ASSIGNMENT >> Copies of all lines that contain "operator" are needed; take them from the data below.

=-=-=

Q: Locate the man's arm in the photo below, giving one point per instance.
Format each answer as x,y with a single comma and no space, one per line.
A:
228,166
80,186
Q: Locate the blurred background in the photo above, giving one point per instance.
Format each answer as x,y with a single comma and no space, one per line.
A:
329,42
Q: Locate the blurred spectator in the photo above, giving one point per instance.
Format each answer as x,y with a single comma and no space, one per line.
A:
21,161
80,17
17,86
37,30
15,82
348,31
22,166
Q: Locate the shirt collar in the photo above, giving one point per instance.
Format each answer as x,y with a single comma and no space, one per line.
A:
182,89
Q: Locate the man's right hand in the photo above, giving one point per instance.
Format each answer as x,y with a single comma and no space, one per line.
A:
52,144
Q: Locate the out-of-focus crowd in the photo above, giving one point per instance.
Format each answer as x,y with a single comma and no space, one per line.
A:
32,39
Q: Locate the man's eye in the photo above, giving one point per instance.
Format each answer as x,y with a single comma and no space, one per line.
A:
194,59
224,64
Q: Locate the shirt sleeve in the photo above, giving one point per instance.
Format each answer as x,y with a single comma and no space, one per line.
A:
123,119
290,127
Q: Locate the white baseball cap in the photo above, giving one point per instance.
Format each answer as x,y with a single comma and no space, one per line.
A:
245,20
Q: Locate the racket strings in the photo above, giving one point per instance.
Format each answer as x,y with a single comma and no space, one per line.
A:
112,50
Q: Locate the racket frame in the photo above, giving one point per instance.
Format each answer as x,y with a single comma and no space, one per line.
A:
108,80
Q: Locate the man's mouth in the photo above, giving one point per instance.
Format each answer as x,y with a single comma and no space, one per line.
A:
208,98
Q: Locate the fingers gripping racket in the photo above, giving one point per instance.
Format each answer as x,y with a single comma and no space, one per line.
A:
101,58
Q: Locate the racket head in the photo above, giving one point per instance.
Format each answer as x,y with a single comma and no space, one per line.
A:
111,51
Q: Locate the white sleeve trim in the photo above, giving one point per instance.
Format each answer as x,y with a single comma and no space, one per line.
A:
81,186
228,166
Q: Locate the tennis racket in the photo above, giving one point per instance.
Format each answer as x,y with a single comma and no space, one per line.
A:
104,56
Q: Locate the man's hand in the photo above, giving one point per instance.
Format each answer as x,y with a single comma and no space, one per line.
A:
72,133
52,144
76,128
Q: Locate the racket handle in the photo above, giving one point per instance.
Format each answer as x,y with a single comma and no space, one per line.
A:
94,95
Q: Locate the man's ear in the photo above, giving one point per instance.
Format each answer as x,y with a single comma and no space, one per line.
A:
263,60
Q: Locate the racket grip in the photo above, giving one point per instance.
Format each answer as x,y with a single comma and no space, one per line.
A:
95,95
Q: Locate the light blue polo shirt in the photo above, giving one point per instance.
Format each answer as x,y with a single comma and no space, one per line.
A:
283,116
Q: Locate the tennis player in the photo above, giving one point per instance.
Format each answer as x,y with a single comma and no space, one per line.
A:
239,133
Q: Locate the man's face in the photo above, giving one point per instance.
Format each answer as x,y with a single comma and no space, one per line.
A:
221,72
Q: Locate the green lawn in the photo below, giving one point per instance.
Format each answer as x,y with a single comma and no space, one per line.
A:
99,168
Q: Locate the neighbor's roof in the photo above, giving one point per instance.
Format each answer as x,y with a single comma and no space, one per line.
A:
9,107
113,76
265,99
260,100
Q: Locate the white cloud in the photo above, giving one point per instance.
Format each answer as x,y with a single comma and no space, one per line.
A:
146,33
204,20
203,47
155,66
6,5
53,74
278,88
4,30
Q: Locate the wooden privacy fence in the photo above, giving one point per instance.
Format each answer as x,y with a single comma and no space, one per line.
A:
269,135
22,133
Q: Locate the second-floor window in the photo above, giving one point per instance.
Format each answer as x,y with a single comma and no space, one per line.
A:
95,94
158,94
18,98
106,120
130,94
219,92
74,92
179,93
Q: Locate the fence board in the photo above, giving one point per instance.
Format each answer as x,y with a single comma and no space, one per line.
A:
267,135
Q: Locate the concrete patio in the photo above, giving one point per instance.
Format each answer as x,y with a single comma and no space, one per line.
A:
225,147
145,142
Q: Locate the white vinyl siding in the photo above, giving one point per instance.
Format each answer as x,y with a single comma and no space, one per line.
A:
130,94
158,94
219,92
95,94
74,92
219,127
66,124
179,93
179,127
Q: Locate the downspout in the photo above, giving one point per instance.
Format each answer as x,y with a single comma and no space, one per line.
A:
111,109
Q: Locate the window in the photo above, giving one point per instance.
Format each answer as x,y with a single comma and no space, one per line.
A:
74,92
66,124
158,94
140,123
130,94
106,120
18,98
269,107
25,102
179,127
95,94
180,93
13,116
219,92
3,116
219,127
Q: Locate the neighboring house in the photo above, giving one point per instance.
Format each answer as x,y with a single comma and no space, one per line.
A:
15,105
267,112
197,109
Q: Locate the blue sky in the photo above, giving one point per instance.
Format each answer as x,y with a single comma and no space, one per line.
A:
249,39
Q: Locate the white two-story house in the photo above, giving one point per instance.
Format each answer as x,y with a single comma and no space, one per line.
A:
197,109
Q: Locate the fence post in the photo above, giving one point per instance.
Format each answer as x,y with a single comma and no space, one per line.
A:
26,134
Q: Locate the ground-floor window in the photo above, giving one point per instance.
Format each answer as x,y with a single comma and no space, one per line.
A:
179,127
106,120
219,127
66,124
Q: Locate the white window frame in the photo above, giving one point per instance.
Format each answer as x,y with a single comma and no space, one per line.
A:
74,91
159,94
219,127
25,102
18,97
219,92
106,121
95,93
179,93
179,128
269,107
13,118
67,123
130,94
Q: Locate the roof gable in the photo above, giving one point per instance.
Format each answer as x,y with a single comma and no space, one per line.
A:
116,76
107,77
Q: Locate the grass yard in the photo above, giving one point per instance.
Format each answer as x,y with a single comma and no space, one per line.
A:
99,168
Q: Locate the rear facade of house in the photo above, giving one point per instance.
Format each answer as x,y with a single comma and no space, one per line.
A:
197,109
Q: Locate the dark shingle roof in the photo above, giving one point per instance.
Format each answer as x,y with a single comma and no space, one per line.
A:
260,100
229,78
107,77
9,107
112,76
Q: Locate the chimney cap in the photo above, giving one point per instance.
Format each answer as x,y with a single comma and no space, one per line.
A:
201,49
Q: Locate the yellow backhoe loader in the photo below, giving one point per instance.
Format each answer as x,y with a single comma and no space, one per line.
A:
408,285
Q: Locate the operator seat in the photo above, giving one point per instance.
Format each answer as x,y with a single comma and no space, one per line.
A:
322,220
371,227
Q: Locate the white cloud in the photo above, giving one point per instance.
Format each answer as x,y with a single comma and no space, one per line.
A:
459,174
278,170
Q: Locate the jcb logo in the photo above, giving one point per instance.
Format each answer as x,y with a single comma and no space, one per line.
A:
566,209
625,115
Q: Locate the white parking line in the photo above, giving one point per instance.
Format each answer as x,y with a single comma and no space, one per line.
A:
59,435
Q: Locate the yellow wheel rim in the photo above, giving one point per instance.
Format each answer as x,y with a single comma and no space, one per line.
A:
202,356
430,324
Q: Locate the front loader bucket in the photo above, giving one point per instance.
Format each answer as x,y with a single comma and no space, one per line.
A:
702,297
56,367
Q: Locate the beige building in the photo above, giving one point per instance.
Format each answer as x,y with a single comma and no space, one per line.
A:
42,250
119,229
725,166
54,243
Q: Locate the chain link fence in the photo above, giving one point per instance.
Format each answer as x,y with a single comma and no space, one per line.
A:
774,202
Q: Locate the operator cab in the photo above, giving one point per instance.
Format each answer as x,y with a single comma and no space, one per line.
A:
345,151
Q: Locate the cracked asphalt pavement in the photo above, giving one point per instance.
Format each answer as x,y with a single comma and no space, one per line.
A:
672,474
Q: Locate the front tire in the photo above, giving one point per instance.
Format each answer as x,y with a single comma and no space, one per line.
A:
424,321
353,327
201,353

=-=-=

TASK SOLUTION >>
Q: Locate the operator seat in the photo above, giving one point per instance.
Q: Locate the operator cab in the photo above, giving one point per instance.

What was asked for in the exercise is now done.